WHAT THE TASK ASKS »
Reproduce exactly the lines below, starting with the line that contains "the woman with" and ending with the last line of the records, both included, and nothing else.

EXCERPTED RECORDS »
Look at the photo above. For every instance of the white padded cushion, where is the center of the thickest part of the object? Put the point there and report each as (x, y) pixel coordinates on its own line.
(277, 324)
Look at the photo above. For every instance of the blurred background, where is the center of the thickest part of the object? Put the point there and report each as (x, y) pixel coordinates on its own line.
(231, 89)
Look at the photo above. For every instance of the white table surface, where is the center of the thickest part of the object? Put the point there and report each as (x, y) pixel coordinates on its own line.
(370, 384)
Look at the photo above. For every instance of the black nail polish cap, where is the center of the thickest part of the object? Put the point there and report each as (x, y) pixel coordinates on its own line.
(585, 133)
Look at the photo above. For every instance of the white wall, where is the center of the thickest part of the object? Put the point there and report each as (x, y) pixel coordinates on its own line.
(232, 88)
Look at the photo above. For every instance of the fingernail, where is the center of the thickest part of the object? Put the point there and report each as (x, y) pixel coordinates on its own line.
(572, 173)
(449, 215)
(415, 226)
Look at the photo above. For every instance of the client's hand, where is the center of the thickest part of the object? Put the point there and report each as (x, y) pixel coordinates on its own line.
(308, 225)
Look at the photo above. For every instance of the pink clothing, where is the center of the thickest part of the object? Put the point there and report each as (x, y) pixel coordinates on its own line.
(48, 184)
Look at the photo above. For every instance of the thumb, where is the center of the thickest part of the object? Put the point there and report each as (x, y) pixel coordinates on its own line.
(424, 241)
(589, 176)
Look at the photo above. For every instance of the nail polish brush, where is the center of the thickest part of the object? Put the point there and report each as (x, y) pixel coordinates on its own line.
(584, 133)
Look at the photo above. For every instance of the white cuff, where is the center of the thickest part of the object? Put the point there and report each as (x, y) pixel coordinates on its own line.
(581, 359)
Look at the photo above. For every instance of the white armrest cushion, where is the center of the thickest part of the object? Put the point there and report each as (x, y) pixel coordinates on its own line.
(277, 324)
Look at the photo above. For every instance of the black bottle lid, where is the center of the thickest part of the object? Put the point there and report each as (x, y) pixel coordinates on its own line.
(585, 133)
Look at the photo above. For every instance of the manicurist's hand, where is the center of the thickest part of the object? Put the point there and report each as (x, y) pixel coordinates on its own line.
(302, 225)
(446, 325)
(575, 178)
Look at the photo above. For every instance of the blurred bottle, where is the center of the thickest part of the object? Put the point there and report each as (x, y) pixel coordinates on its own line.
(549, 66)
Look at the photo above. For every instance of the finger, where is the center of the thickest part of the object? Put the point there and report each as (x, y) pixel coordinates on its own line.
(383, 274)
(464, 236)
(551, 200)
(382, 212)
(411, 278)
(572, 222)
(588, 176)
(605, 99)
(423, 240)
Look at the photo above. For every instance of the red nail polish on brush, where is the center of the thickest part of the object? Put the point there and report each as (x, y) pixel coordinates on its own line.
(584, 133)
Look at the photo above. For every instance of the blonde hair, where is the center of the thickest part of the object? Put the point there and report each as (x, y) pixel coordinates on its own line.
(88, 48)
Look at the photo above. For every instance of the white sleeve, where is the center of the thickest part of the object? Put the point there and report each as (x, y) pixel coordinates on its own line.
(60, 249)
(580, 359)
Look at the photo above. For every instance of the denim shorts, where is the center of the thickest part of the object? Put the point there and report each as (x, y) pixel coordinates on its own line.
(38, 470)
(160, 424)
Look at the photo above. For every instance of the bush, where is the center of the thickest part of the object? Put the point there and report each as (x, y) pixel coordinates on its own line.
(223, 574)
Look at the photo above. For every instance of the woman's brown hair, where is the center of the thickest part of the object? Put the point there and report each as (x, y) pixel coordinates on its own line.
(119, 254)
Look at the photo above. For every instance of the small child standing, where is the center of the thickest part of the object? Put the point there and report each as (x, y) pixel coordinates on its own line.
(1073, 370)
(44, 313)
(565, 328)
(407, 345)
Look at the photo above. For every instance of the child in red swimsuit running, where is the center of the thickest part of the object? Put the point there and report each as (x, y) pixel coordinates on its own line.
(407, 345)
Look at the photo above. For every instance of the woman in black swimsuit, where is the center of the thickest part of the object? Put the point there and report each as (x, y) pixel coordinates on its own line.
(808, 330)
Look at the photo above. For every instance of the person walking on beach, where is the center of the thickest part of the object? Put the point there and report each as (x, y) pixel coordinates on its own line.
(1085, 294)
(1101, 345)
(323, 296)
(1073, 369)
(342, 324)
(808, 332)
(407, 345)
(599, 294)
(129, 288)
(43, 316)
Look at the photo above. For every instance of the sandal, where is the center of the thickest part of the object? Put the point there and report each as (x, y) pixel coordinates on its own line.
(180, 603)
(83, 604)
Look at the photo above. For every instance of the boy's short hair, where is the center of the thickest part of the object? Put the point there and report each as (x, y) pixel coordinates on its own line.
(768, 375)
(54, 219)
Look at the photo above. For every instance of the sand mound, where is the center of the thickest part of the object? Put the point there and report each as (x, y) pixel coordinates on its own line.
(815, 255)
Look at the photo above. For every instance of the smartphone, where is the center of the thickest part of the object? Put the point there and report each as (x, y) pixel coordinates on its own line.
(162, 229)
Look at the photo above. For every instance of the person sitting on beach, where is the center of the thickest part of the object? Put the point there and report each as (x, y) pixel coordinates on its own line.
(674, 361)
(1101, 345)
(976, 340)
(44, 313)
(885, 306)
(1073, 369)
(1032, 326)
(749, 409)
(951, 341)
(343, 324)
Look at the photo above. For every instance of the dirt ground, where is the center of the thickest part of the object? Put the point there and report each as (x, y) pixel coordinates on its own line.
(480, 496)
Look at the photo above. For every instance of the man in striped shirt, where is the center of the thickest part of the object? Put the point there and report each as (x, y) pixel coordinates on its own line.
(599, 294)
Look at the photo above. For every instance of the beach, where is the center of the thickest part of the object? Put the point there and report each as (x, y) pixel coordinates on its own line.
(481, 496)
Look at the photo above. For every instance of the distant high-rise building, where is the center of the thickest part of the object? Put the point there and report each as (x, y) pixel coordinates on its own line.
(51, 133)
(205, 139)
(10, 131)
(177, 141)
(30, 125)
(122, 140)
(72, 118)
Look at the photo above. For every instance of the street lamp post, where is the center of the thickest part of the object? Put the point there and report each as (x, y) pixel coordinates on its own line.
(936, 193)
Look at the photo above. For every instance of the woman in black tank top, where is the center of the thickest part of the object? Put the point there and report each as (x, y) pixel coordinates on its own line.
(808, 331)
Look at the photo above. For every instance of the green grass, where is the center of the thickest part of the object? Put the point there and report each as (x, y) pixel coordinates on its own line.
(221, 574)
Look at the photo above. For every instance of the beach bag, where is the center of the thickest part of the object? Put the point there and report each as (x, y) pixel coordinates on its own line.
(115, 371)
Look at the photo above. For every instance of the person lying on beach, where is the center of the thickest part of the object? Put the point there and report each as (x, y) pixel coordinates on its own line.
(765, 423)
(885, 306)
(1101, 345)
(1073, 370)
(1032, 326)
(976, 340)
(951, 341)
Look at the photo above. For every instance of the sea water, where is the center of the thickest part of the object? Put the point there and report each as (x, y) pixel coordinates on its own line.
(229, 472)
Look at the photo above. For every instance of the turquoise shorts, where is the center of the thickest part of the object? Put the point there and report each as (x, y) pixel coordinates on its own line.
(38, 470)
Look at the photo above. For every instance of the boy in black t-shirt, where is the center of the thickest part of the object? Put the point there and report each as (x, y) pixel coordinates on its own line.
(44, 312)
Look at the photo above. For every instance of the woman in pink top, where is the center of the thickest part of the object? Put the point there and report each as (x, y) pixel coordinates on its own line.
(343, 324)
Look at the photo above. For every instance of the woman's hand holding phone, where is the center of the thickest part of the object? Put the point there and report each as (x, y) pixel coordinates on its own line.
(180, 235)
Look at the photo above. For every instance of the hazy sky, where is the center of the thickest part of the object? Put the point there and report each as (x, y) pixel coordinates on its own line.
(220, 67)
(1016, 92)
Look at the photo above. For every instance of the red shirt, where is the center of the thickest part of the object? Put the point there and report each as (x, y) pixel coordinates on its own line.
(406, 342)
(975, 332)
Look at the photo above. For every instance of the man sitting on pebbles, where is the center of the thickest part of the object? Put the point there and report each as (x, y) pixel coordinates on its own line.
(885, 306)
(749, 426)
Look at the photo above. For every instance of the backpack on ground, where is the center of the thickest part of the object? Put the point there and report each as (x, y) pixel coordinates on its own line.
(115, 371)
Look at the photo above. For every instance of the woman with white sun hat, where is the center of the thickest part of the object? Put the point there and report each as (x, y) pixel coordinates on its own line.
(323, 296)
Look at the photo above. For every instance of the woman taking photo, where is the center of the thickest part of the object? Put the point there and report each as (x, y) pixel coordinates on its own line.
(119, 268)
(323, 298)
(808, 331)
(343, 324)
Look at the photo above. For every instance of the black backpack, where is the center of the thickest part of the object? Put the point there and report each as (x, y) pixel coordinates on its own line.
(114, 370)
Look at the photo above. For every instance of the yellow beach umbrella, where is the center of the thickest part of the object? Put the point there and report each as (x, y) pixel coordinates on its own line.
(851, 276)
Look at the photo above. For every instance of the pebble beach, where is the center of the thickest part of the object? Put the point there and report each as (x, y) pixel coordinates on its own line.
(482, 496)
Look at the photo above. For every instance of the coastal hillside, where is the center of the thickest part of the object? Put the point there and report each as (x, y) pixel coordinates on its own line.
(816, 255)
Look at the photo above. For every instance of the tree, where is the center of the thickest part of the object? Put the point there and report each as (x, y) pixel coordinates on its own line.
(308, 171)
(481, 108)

FULL ANSWER »
Look at the photo above. For every instance of the woman with white sun hat, where is the center of the thickest part of the object? Put the point there and report each as (x, y) pixel coordinates on its own line.
(323, 296)
Look at the photo above. For every instance of the woman taking photo, where is the center of the thickest part of the object? Put the point there and report each as (x, y) pixel coordinates on its own line.
(119, 268)
(323, 298)
(808, 331)
(343, 324)
Look at the photo above. For every instance of the black backpack, where is the center of the thickest part of the object? Put the point there and report each as (x, y) pixel coordinates on its own line.
(114, 370)
Look at the photo above. For every instance of the yellow beach umbrella, where is the center of the thickest part of the object? Put the point there and report each as (x, y) pixel coordinates on its own line.
(851, 276)
Look at the photo above. For every instance of the pebble beach, where is the center of the thickest part of the object? Put the point there and report each as (x, y) pixel coordinates on its own line.
(482, 496)
Look at the photo above. For every instance of the coastal hillside, where is the center of the thickest part of the object? Put the point there and report each as (x, y) pixel coordinates on its own line.
(816, 255)
Look at the photo above. For every instance of the tree, where is the center of the thickest part of the object? Put the point there and report each as (x, y) pixel coordinates on its own line.
(308, 171)
(481, 108)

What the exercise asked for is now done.